* **Page excerpt**
*-*-*
By Smiksha Singla and Charlize Alcaraz
Despite the first decentralized cryptocurrency being invented in 2009, conversations regarding the new financial phenomenon gained traction during the COVID-19 pandemic and have trickled down to students at Ryerson.
Bitcoin is particularly popular among Ryerson students who believe that cryptocurrency is the future. The coin was first mentioned in a paper titled “Bitcoin: A Peer-to-Peer Electronic Cash System” which was posted in 2008 to a mailing list discussion on cryptography. The author used the pseudonym Satoshi Nakamoto, whose real identity remains a mystery to this day.
Cryptocurrency is a digital currency built on blockchain technology, says Laleh Samarbakhsh, associate professor at Ryerson’s School of Accounting and Finance. The technology allows for a new form of virtual payment without the use of an institutional third party such as banks or PayPal.
Investopedia reported that bitcoin surged 90 per cent during the pandemic. Samarbakhsh explains that the fear of another financial crisis had investors looking for accessible decentralized markets such as bitcoin. Decentralized exchanges enable investors to deal directly with each other instead of operating from within a centralized exchange.
*-*-*
* **Data to examine**

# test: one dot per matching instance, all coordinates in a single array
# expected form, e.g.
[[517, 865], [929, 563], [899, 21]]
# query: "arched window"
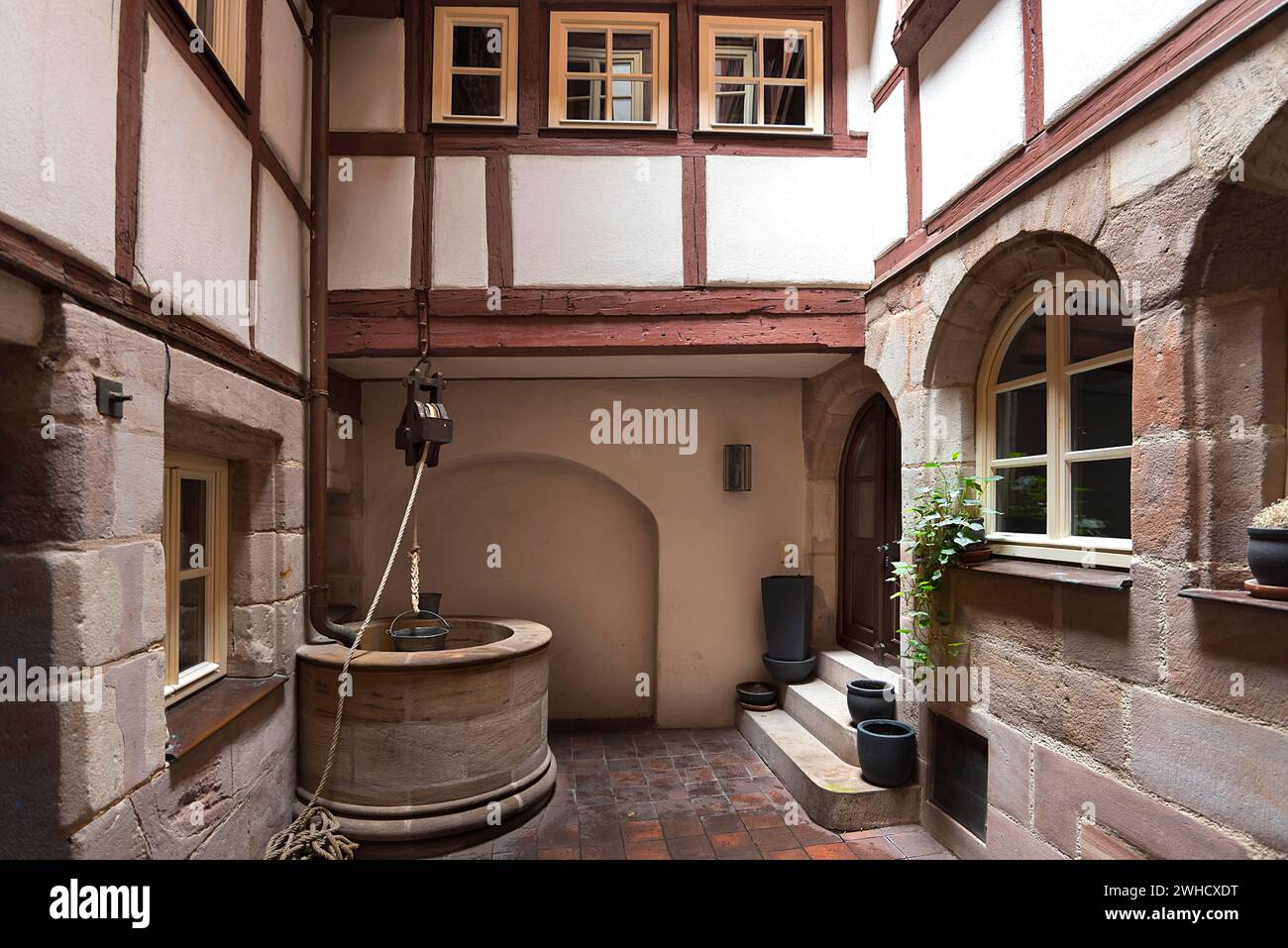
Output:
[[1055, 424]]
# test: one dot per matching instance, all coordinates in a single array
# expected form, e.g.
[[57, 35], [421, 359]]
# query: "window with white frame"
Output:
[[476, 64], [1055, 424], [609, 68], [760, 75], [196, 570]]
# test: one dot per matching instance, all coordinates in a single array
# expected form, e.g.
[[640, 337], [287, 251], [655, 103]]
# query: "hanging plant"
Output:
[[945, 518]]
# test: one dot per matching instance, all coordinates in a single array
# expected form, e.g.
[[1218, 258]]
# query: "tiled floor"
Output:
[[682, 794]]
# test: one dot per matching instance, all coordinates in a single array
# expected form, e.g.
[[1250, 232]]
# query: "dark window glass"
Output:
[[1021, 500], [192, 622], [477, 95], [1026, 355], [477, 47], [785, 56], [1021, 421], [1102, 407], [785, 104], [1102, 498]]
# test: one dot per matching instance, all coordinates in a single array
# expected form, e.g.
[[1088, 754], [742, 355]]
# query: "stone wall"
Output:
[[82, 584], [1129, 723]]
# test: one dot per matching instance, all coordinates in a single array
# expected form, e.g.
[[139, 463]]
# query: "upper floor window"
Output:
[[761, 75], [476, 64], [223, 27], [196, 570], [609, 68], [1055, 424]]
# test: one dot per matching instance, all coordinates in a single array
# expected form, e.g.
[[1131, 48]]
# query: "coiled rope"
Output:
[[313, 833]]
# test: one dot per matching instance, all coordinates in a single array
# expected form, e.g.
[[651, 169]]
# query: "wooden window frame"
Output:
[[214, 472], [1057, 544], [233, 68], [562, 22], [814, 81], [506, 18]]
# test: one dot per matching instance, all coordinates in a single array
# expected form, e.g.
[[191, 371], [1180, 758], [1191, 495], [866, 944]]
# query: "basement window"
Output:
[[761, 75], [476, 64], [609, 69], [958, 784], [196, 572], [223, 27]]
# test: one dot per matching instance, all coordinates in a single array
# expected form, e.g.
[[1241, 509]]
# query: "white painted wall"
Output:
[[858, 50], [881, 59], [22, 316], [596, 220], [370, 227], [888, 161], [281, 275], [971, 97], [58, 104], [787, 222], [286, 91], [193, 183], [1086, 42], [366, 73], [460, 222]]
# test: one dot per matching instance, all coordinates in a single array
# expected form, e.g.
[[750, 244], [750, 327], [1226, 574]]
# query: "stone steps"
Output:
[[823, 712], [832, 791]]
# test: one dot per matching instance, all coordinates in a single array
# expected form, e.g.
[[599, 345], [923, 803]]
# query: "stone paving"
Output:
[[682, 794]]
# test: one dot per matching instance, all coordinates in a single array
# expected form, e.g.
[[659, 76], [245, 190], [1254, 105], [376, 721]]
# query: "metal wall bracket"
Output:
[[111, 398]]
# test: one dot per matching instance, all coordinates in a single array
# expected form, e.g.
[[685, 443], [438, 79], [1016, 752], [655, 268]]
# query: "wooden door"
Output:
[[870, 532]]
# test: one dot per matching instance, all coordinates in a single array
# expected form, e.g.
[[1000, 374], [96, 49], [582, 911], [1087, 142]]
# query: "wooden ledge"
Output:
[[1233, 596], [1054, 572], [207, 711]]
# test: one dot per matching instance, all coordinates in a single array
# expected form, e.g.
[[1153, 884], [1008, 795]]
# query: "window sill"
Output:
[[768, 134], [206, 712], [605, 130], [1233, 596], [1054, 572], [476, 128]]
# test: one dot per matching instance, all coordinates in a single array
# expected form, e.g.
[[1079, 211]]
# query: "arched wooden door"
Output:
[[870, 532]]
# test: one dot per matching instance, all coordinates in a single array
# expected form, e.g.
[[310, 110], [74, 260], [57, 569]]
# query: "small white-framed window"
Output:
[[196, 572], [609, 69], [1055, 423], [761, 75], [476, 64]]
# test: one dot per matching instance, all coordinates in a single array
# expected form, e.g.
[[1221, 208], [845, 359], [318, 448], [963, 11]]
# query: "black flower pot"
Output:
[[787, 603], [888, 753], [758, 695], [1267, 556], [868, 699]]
*-*-*
* **Prompt**
Answer these questions using the cryptocurrency article.
1. What pseudonym did the author of the 2008 Bitcoin paper use?
2. What position does Laleh Samarbakhsh hold at Ryerson?
3. According to Investopedia, by how much did bitcoin surge during the pandemic?
The entries play no part in this exercise.

* **Task response**
1. Satoshi Nakamoto
2. Associate professor at Ryerson's School of Accounting and Finance
3. 90 per cent